■ MATERIAL FOR THE TASK ■
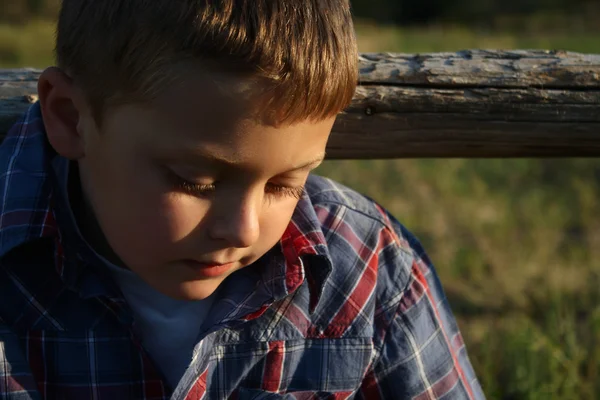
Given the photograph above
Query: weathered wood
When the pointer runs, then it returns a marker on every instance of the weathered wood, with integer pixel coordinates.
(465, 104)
--
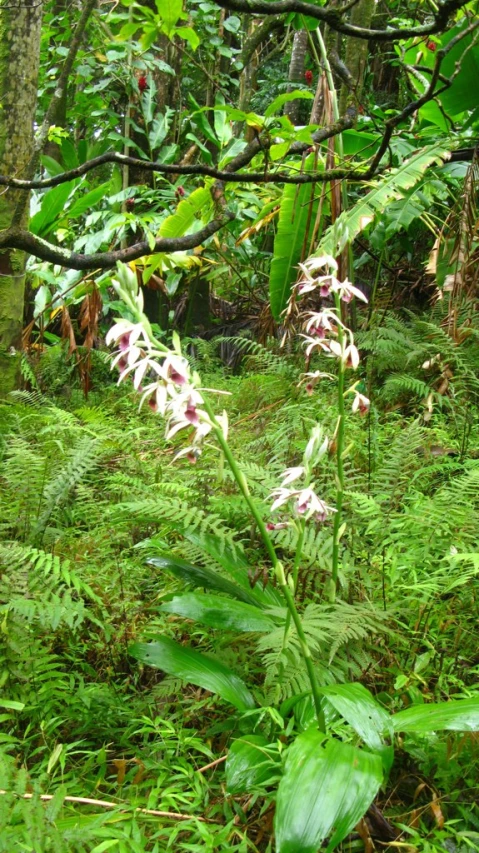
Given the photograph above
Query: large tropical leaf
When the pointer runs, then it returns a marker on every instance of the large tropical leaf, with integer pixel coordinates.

■ PROBLEM DETAILS ■
Lines holding "leaf" in the data above: copy each of them.

■ OUTPUT FOR THIS TASK ■
Query: large tropical leaf
When the pointer runs, then it returns a marker on every instance of the large tropical leaf, with integer pixel coordinates.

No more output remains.